To be done:
A. In the write-up on the drop-proof C program, how many lines of code does the program have, not counting comments and blank lines?
B. Continue the write-up on the drop-proof C program from where it stops.

:: Document excerpt ::

Author:
- Name: Brian Westley
Location: US - United States of America (United States)
To build:
make
There are two additional programs based on the author’s remarks and the original version, provided as alternate code as it might be less portable. See sorted code, punch card code and alternate code below.
Bugs and (Mis)features:
The current status of this entry is:
STATUS: uses gets() - change to fgets() if possible
STATUS: main() has only one arg - try and make it have 2 or 3
For more detailed information see 2001/westley in bugs.html.
To use:
./westley 2>/dev/null
# enter some input, terminate with EOF
echo foo | ./westley 2>/dev/null
./westley < westley.c 2>/dev/null
Try:
./try.sh
Sorted code:
The author stated that one can sort (ignoring leading blanks i.e. sort -b
) the
code by line and it will always sort the order of the input.
This is generated and compiled by default; use westley.sort
as you would
westley
above.
Punch card code:
The author also stated that if you just sort the code (sort westley.c
) you’ll
get a version that just prints out the punch card. The westley.punch.c
(generated by make
via sort westley.c
) code is specifically so that Westley
can punch everyone in the face! :-) This is also compiled by default.
Punch card try:
echo 'Brian Westley does it again!' | ./westley.punch 2>/dev/null
Alternate code:
An alternate version of this entry, westley.alt.c, is provided. This alternate code might be less portable.
Alternate build:
make alt
Alternate use:
Use westley.alt
as you would westley
above.
Judges’ remarks:
Try copying the source to a new file and changing around the order of the lines. Does it produce the exact same output?
By changing the order of the source, figure out in how many different ways this program can transform input to output.
This assortment of obfuscated lines takes position-independent code to a new level! :-)
We find it amazing that with just 28 lines of code (not counting comments and
blank lines) there are 28!
or 304,888,344,611,713,860,501,504,000,000
versions of the program, all valid C!
Author’s remarks:
Punch cards, or Hollerith cards, were becoming obsolete just as C was becoming more popular1; this is rather unfortunate, because C has an advantage over many other languages when it comes to punch cards - C programs can be written to be “drop proof”.
Consider the following C program:
main(){a();b();c();}
a(){printf("A");}
b(){printf("B");}
c(){printf("C");}
This program will compile and run no matter what order the
lines are in. If you punch it on cards (one line of code per
card, naturally) and drop them, you don’t need to put them in
any particular order2; it will always produce ABC
as output.
You can also use global variables:
char *greet = "Hello, world!";
char *greet; main(){puts(greet);}
It would be trivial to write an entire C program that is “drop proof” using the above techniques; surprisingly, it’s possible to write a program that will always compile but behave differently depending on the line order:
test(a,b){return a;}
#define test(a,b) test(b,a)

:::
:: Given information ::

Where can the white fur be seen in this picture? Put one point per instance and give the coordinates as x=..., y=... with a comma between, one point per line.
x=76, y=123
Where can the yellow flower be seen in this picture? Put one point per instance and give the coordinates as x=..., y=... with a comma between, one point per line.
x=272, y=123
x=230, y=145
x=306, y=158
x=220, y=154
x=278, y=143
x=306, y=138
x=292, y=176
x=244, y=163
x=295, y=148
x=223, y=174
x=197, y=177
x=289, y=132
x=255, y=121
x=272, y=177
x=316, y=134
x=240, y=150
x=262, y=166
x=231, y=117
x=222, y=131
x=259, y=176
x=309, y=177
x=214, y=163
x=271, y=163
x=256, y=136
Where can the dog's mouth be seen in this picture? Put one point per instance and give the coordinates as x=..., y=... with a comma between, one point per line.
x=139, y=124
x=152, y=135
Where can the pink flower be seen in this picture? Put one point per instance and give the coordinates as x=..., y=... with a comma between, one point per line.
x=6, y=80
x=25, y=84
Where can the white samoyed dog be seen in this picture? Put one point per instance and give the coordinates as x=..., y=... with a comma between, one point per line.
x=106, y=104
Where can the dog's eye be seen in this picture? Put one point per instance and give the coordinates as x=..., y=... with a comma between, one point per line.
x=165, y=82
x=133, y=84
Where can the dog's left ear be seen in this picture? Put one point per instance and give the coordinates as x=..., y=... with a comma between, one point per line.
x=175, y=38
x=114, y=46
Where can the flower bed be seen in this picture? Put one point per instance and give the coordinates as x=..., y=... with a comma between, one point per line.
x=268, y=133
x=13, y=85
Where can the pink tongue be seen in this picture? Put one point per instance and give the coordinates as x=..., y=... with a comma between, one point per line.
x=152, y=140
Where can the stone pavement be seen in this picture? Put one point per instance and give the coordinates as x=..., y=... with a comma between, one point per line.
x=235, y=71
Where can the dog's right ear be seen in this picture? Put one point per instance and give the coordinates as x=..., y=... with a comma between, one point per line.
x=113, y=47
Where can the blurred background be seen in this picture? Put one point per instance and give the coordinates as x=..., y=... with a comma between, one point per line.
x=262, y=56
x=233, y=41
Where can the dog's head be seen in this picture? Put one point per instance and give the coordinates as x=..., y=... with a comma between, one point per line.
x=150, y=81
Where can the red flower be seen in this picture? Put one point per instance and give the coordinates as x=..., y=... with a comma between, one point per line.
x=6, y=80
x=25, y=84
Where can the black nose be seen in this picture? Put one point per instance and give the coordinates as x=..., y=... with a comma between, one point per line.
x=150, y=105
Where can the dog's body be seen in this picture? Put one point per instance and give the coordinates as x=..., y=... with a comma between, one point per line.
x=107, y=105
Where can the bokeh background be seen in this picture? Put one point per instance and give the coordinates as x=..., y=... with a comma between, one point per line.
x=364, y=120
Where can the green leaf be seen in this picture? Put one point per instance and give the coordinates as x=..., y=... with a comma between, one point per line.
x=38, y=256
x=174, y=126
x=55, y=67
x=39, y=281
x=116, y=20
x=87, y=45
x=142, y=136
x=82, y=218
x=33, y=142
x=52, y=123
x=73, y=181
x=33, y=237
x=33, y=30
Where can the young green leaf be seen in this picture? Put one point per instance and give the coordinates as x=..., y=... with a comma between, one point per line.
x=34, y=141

:::

Answers to the problems:
A. 28 lines.

B.
main(){if (test(0,1)) printf("T"); else printf("F");}
This program will print out T
if the #define
statement
falls between the declaration of test()
and its use in
main()
, otherwise it will print out F
. Furthermore,
you can use the same call to test()
repeatedly in
different lines to return different values:
#define test(x,y) test(y,x)
main(){int i=0;a(&i);b(&i);c(&i);d(&i);printf("%d\n",i);}
a(i)int*i;{if (test(0,1)) *i += 1;}
b(i)int*i;{if (test(0,1)) *i += 2;}
c(i)int*i;{if (test(0,1)) *i += 4;}
d(i)int*i;{if (test(0,1)) *i += 8;}
test(x,y){return x;}
If you enter the above program on punch cards, throw them up in the air, gather them up, and run it, you will get a number from 0 to 15 printed out. Now that’s a random number generator…
Of course, there are drawbacks to C programming on punch
cards; an 80-character line limit can be restricting, and
(to be maximally portable) you need to use trigraphs for
the characters ^[]{}\
(these aren’t found on every
keypunch, and have various encodings).
My C program entry does the following:
Reads in lines.
Rearranges the lines, or not.
- if it rearranges the lines, they are sorted or scrambled.
Reverses the order of the lines, or not.
Prints out the lines as either text or EBCDIC punch cards.
The code, as written, scrambles the input and prints it out
as normal text, so you can simulate ‘dropping’ the cards.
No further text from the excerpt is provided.